● **WHAT THE TASK ASKS**: Below are records; reply with nothing but the number of lines in them that contain "caterpillar".

Stored items
***
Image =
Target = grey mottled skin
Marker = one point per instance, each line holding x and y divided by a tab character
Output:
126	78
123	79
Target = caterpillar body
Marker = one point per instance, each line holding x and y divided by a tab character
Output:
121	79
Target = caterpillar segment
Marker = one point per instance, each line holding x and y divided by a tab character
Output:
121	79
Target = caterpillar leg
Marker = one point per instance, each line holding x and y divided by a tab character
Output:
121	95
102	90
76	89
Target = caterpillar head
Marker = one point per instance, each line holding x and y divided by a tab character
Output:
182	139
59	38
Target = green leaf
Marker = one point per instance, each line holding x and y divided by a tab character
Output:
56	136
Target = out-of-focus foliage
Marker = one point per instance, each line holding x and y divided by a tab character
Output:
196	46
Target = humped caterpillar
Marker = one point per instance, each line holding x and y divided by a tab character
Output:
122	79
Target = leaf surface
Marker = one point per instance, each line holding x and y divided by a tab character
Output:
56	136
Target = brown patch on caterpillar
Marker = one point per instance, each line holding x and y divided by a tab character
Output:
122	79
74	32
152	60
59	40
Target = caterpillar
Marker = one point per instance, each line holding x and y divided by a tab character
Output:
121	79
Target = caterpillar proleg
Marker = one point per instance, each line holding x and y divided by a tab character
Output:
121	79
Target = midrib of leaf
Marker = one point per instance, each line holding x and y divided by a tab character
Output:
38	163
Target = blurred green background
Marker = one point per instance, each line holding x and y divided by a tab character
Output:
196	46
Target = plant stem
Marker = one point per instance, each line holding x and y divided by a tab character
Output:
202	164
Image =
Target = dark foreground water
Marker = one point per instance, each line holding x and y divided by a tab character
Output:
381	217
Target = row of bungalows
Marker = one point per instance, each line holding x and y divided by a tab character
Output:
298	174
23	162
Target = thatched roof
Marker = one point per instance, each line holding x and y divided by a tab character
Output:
***
● **ANSWER SPACE**: 8